─── Record extracts

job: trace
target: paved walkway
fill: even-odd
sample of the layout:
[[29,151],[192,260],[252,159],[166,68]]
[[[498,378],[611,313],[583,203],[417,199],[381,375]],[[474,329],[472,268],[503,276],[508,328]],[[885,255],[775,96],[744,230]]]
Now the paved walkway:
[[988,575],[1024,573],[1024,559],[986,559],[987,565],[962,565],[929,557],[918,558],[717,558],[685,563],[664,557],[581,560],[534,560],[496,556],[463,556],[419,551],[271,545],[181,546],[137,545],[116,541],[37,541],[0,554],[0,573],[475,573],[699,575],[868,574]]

──────

Reproduce every line of the items above, including the requests, and raise each coordinate in the answer polygons by 58. Keep the layout samples unchanged.

job: trace
target: paved walkway
fill: even-odd
sample of the layout:
[[29,151],[192,260],[252,159],[166,68]]
[[[498,378],[611,313],[583,203],[417,199],[381,375]],[[474,329],[472,268],[503,276],[508,328]],[[885,255],[775,96],[744,230]]]
Now the paved walkway:
[[1046,633],[1082,631],[1082,617],[1044,617],[1045,623],[1020,623],[987,615],[976,616],[775,616],[743,621],[722,615],[639,618],[592,618],[554,614],[521,614],[477,609],[329,603],[239,604],[195,603],[174,599],[95,599],[58,612],[58,631],[533,631],[757,633],[926,632]]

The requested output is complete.